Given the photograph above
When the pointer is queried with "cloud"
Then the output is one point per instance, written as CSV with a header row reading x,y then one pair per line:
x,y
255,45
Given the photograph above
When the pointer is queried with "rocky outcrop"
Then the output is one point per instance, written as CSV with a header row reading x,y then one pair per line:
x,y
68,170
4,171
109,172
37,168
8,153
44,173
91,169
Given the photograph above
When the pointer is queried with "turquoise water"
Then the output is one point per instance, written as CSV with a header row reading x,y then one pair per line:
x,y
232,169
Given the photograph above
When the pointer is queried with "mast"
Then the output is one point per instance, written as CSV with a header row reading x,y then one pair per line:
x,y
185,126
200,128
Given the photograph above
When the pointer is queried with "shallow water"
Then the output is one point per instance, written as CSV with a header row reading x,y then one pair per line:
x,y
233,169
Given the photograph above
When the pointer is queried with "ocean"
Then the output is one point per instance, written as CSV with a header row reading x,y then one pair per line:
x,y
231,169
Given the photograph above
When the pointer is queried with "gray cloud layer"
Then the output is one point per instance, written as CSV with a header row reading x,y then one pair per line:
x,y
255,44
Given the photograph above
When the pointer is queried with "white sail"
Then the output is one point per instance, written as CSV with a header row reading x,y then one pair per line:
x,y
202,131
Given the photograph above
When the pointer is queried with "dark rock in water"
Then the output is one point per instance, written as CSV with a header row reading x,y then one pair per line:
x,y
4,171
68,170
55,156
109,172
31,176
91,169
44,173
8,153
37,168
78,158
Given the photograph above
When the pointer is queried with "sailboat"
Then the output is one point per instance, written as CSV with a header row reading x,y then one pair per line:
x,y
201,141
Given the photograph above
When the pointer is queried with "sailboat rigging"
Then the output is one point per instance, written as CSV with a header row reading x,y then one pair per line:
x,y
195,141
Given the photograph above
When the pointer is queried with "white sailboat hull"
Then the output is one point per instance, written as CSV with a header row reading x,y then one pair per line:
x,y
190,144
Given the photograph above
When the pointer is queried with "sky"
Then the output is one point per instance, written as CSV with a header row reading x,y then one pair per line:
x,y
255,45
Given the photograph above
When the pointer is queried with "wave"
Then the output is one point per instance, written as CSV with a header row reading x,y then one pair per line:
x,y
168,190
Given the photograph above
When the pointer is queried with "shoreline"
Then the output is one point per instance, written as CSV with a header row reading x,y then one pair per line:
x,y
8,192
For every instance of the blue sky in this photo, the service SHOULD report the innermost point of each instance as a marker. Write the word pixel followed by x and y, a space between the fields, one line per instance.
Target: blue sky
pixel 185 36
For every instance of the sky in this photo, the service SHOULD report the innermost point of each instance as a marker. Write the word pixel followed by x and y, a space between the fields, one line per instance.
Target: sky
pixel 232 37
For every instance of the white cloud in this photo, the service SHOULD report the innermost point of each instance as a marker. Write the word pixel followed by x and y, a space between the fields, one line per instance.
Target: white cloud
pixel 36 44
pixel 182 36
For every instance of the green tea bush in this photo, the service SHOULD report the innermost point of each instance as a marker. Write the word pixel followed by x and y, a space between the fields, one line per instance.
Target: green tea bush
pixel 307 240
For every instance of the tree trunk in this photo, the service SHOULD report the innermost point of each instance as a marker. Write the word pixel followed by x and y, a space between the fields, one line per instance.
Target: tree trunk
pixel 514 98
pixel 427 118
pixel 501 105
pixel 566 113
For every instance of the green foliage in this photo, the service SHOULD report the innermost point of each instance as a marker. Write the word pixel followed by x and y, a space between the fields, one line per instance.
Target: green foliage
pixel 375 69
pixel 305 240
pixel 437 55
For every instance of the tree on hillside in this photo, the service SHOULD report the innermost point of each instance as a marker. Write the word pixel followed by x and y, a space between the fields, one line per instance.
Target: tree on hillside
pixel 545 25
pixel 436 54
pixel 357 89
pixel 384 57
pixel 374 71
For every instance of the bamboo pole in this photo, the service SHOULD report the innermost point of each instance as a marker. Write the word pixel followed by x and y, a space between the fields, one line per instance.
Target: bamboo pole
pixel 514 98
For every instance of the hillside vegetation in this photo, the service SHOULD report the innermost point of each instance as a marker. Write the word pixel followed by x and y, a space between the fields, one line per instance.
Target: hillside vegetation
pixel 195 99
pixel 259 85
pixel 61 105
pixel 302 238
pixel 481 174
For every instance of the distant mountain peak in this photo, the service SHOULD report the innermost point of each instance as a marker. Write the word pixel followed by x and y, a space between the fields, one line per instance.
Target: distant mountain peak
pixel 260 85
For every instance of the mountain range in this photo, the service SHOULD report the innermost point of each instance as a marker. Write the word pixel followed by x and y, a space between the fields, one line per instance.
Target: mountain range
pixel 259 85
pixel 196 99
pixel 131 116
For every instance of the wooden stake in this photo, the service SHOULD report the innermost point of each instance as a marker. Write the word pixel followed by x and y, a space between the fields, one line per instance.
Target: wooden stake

_ _ _

◆ Given problem
Copy the lines above word for word.

◆ Exercise output
Given the photograph above
When the pointer is queried with "cloud"
Then the output is one point per instance, written as CSV with a header row reading x,y then one pair per line:
x,y
255,45
Given the photograph above
When the pointer is queried with "rocky outcrop"
Then the output is one point per instance, written as CSV with a header row reading x,y then one pair per line:
x,y
68,170
4,171
109,172
37,168
8,153
44,173
91,169
Given the photograph above
When the pointer is queried with "turquoise water"
Then the output is one point per instance, written as CSV with a header row reading x,y then one pair per line:
x,y
232,169
Given the photograph above
When the pointer is queried with "mast"
Then the output is one point per instance, written as CSV with a header row reading x,y then one pair per line:
x,y
185,126
200,128
Given the photograph above
When the pointer is queried with "shallow water"
Then the output is one point per instance, written as CSV with a header row reading x,y then one pair per line:
x,y
233,169
Given the photograph above
When the pointer is queried with "ocean"
Then the output is one point per instance, written as CSV with a header row reading x,y then one pair per line:
x,y
231,169
Given the photograph above
When the pointer is queried with "gray cloud layer"
Then the output is one point per instance, written as CSV with a header row reading x,y then one pair per line:
x,y
255,44
Given the photograph above
When the pointer is queried with "white sail"
Then the output is one point per instance, written as CSV with a header row reading x,y then one pair per line:
x,y
202,131
Given the photograph above
When the pointer is queried with "dark rock in water"
Then the output is one point per instance, written as CSV with a header row reading x,y then one pair per line:
x,y
4,171
68,170
55,156
109,172
31,176
91,169
44,173
8,153
37,168
78,158
Given the photograph above
When the pointer is queried with "sailboat"
Then the output is one point per instance, written as CSV with a header row reading x,y then one pair per line:
x,y
201,141
Given the photograph above
When the pointer is queried with "sailboat rigging"
Then the output is one point per instance, written as CSV with a header row reading x,y then one pair per line:
x,y
195,141
Given the photograph above
When the pointer is queried with "white sailboat hull"
Then the output is one point per instance, written as CSV with a header row reading x,y then one pair per line:
x,y
190,144
Given the photograph above
When the pointer is queried with "sky"
Then the output is one point per instance, written as CSV with a header row reading x,y then one pair per line:
x,y
255,45
Given the photograph above
When the pointer is queried with "wave"
Then the output is one point per instance, written as CSV with a header row reading x,y then one pair per line:
x,y
168,190
Given the photograph above
When the pointer is queried with "shoreline"
Then the output is one point per instance, written as CSV with a header row reading x,y then one pair per line:
x,y
8,192
For every instance of the blue sky in this photo, the service SHOULD report the innermost point of each instance as a marker. Write the word pixel followed by x and y, a space between the fields, one line per instance.
Target: blue sky
pixel 185 36
For every instance of the sky in this photo, the service SHOULD report the innermost point of each instance as a marker. Write the word pixel followed by x and y, a space between the fields, one line per instance.
Target: sky
pixel 232 37
For every instance of the white cloud in this photo, the service SHOULD report the innermost point of each instance as a marker. Write the word pixel followed by x and y, a space between the fields, one line per instance.
Target: white cloud
pixel 36 44
pixel 182 36
For every instance of the green tea bush in this photo, the service SHOULD report the innermost point of each instance as a marker. Write the word pixel followed by x and y, a space between the fields, one line per instance.
Target: green tea bush
pixel 307 240
For every instance of the tree trunk in this photo, the service SHOULD report the innermost point of each instance as a marker. Write the word pixel followed by x and y, a space between the fields, one line per instance.
Target: tree trunk
pixel 514 98
pixel 427 118
pixel 501 105
pixel 566 113
For every instance of the green foliage in this photo, the service SHOULD report the innermost point of each instance as a marker. Write the word pixel followed by x and y, a space between the fields, one line per instance.
Target: green foliage
pixel 375 69
pixel 305 240
pixel 437 55
For every instance of the tree on hillside in this photo, the service SHOULD report the innermost point of each instance as a marker. Write the word pixel followed by x and y, a space between the fields, one line per instance.
Target: tree on hillside
pixel 545 25
pixel 436 54
pixel 357 89
pixel 384 57
pixel 374 71
For every instance of the bamboo pole in this photo, the service SHOULD report the innermost point of each instance as a marker. Write the word pixel followed by x and y, a space between the fields, one line per instance.
Target: bamboo pole
pixel 514 98
For every instance of the hillside vegetation in this photo, the service SHOULD report the innermost point of each instance as a marker. Write the word pixel followed by x and y, a space between the fields, one line per instance.
Target: hillside vegetation
pixel 195 99
pixel 259 85
pixel 61 105
pixel 302 238
pixel 481 174
For every instance of the distant mountain peak in this photo, the service SHOULD report the innermost point of each instance as a marker. Write the word pixel followed by x and y, a space between the fields, one line per instance.
Target: distant mountain peak
pixel 260 85
For every instance of the mountain range in this photo, the service SHOULD report the innermost point of each instance as a marker. Write the word pixel followed by x and y, a space between the fields, one line per instance.
Target: mountain range
pixel 259 85
pixel 196 99
pixel 131 116
For every instance of the wooden stake in this photo, the service SHOULD report the innermost point of each instance as a marker. Write the word pixel followed by x and y, a space between the fields, one line per instance.
Target: wooden stake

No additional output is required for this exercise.